Given data

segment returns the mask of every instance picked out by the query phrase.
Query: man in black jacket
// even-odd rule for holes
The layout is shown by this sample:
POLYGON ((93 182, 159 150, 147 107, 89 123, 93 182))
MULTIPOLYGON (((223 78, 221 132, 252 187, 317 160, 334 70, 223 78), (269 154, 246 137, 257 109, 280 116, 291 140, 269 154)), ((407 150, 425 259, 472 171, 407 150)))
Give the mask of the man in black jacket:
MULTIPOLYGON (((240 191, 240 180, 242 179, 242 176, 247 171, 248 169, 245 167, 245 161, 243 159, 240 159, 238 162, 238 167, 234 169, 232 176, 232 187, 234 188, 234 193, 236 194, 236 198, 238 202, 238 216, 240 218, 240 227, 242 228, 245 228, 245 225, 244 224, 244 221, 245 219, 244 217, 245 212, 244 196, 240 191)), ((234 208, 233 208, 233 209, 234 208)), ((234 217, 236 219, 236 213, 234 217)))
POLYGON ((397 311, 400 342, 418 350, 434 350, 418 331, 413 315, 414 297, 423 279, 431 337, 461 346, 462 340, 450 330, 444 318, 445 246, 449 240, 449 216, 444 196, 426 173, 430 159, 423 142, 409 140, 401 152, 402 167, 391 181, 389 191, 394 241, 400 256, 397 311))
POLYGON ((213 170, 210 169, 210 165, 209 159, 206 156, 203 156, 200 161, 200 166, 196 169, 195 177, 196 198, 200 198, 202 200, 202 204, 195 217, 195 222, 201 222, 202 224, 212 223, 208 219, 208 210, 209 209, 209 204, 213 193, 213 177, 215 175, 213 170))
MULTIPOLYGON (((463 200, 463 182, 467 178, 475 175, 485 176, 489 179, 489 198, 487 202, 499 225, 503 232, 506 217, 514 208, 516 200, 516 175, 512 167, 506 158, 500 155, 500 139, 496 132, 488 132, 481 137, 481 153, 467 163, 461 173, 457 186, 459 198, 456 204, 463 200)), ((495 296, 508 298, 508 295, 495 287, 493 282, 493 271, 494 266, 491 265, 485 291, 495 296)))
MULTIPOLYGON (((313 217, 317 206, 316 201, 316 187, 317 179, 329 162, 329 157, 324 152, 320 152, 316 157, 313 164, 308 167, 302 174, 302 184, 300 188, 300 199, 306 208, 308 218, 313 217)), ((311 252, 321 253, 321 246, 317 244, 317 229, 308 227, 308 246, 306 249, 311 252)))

Work to do
Present each line of the records above as a Markdown table with the columns No. and Text, skipping any blank lines.

Answer to this task
| No. | Text |
|---|---|
| 1 | segment returns the mask of every instance picked out by the query phrase. |
| 2 | Query: man in black jacket |
| 3 | // even-odd rule for holes |
| 4 | The layout is shown by this sample: |
| 5 | POLYGON ((93 182, 159 150, 147 107, 89 123, 93 182)) |
| 6 | MULTIPOLYGON (((223 78, 221 132, 252 187, 317 160, 334 70, 223 78), (269 154, 246 137, 257 109, 280 116, 291 140, 269 154)), ((407 150, 425 259, 472 171, 407 150))) |
| 7 | Give the mask of the man in black jacket: |
| 8 | MULTIPOLYGON (((240 191, 240 180, 242 179, 242 176, 247 171, 248 169, 245 167, 245 161, 243 159, 240 159, 238 162, 238 167, 234 169, 232 176, 232 187, 234 188, 234 193, 236 194, 236 198, 238 202, 238 216, 240 218, 240 227, 242 228, 245 228, 245 225, 244 224, 244 221, 245 219, 244 217, 245 212, 244 196, 240 191)), ((234 208, 233 208, 233 209, 234 208)), ((234 217, 236 219, 236 213, 234 217))) |
| 9 | POLYGON ((397 311, 400 342, 418 350, 434 350, 418 331, 413 315, 414 297, 423 279, 431 337, 461 346, 462 340, 450 330, 444 318, 445 246, 449 240, 449 216, 444 196, 426 173, 430 159, 423 142, 409 140, 401 152, 402 167, 391 181, 389 191, 394 241, 400 256, 397 311)) |
| 10 | POLYGON ((213 170, 210 169, 210 165, 209 159, 206 156, 203 156, 200 161, 200 166, 196 169, 195 177, 196 198, 200 198, 202 200, 202 204, 195 217, 195 222, 201 222, 202 224, 212 223, 208 219, 208 210, 209 209, 209 204, 213 193, 213 177, 215 175, 213 170)) |
| 11 | MULTIPOLYGON (((463 200, 463 182, 467 178, 475 175, 485 176, 489 179, 489 198, 487 202, 499 225, 503 232, 506 217, 514 208, 516 200, 516 175, 512 167, 506 158, 500 155, 500 139, 496 132, 488 132, 481 137, 481 153, 467 163, 461 173, 457 186, 459 198, 456 204, 463 200)), ((495 296, 508 298, 508 295, 495 287, 493 282, 493 271, 494 266, 491 265, 485 291, 495 296))) |
| 12 | MULTIPOLYGON (((313 217, 317 206, 316 201, 316 187, 317 179, 329 162, 329 157, 324 152, 320 152, 316 157, 313 164, 308 167, 302 174, 302 184, 300 188, 300 199, 306 208, 308 218, 313 217)), ((311 252, 321 253, 321 246, 317 244, 317 229, 308 227, 308 246, 306 249, 311 252))) |